Images excluded, repeat each entry below exactly.

▼▼▼

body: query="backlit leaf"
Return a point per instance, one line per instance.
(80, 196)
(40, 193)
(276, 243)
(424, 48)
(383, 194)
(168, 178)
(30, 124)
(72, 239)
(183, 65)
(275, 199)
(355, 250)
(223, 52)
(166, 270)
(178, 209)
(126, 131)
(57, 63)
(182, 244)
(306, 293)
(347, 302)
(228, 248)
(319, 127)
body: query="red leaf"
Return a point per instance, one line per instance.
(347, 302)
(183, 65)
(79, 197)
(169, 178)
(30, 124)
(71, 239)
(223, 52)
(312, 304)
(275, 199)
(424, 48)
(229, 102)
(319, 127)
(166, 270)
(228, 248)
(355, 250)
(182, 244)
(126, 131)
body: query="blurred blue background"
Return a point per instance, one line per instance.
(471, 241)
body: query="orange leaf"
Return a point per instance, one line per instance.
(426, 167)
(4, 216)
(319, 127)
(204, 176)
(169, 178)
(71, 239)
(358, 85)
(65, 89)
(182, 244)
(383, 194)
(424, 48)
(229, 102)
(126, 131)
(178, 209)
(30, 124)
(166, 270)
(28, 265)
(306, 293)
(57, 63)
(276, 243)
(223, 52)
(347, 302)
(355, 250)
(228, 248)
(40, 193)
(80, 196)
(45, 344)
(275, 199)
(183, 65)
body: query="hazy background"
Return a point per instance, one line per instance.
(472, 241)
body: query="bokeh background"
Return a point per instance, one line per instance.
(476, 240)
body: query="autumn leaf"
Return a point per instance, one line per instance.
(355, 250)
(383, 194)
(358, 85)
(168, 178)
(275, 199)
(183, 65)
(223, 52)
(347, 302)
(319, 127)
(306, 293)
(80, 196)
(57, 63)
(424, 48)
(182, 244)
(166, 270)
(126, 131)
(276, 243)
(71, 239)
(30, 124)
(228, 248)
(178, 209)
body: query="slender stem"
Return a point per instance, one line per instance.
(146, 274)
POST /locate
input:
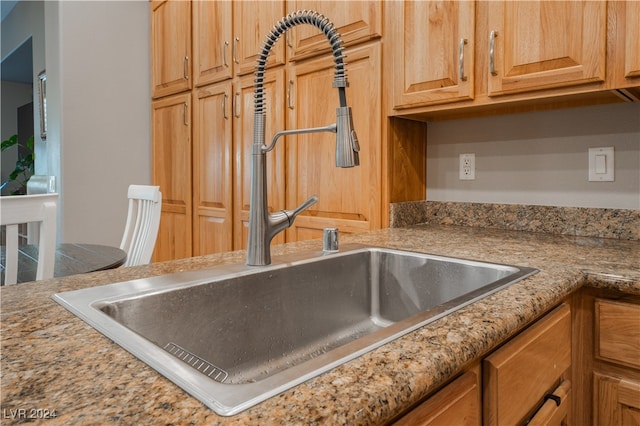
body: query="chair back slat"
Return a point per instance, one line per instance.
(143, 221)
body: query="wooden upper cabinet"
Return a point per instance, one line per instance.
(212, 41)
(433, 61)
(170, 47)
(624, 30)
(252, 21)
(545, 44)
(632, 40)
(356, 21)
(212, 170)
(171, 170)
(349, 198)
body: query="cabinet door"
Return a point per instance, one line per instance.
(456, 404)
(517, 376)
(171, 170)
(274, 89)
(434, 59)
(212, 41)
(546, 44)
(212, 170)
(170, 47)
(349, 197)
(617, 332)
(616, 401)
(356, 21)
(252, 21)
(632, 40)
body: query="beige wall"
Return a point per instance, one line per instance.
(538, 158)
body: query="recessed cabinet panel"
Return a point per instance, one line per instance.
(617, 332)
(170, 47)
(274, 90)
(212, 170)
(212, 41)
(171, 170)
(434, 58)
(348, 197)
(253, 20)
(545, 44)
(518, 375)
(632, 40)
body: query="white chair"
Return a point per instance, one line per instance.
(19, 209)
(143, 221)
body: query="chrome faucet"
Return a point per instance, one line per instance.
(262, 225)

▲▲▲

Answer to the problem:
body: query="backlit leaf"
Return a point per instance, one line per instance.
(80, 196)
(40, 193)
(276, 243)
(424, 48)
(383, 194)
(168, 178)
(30, 124)
(72, 239)
(183, 65)
(275, 199)
(355, 250)
(223, 52)
(166, 270)
(178, 209)
(126, 131)
(57, 63)
(182, 244)
(306, 293)
(347, 302)
(228, 248)
(319, 127)
body: query="red leaf"
Return a point per instance, one line per instance.
(347, 302)
(183, 65)
(79, 197)
(169, 178)
(30, 124)
(71, 239)
(223, 52)
(312, 304)
(275, 199)
(424, 48)
(229, 102)
(319, 127)
(166, 270)
(228, 248)
(355, 250)
(182, 244)
(126, 131)
body: query="blurred blue background"
Return a point per instance, one line per instance.
(471, 241)
body: query="orange leaf"
Return a point per instance, one line per instance.
(426, 167)
(4, 216)
(319, 127)
(204, 176)
(169, 178)
(71, 239)
(358, 85)
(65, 89)
(182, 244)
(383, 194)
(424, 48)
(229, 102)
(126, 131)
(178, 209)
(30, 124)
(166, 270)
(28, 265)
(306, 293)
(57, 63)
(276, 243)
(223, 52)
(347, 302)
(355, 250)
(228, 248)
(40, 193)
(80, 196)
(45, 344)
(275, 199)
(183, 65)
body: query="hazy background"
Return a point per instance, one line per instance.
(472, 241)
body: query="bokeh background"
Return a point per instance, one line per instance.
(476, 240)
body: query="autumn leaf"
Return a point per instance, one line per instance.
(355, 250)
(383, 194)
(358, 85)
(168, 178)
(275, 199)
(183, 65)
(223, 52)
(347, 302)
(319, 127)
(306, 293)
(80, 196)
(57, 63)
(424, 48)
(182, 244)
(166, 270)
(126, 131)
(276, 243)
(71, 239)
(30, 124)
(228, 248)
(178, 209)
body: query="slender stem"
Return a point per instance, one line per instance.
(146, 274)
POST /locate
input:
body: query="chair back slat"
Return a point per instance, one line per instance.
(143, 221)
body: query="wooden upper cabinet"
Return a point per instance, one line per instance.
(212, 41)
(433, 61)
(170, 47)
(624, 30)
(252, 21)
(545, 44)
(632, 40)
(356, 21)
(212, 170)
(171, 170)
(349, 198)
body: query="cabinet door"
Return a point per instance, one line per instance.
(456, 404)
(517, 376)
(171, 170)
(274, 89)
(434, 59)
(212, 41)
(546, 44)
(212, 170)
(170, 47)
(349, 197)
(617, 332)
(616, 401)
(356, 21)
(252, 21)
(632, 40)
body: query="beige wall"
Return a point per instance, one line per instance.
(538, 158)
body: query="recessed cabinet panel"
Return a point per instance, one line per instance.
(617, 332)
(170, 47)
(274, 90)
(212, 170)
(212, 41)
(171, 170)
(434, 58)
(348, 197)
(253, 20)
(545, 44)
(518, 375)
(632, 40)
body: query="white chair"
Return a point per instance, one line per instance.
(19, 209)
(143, 221)
body: query="chrome faucet"
Return a point per instance, one line per instance.
(262, 225)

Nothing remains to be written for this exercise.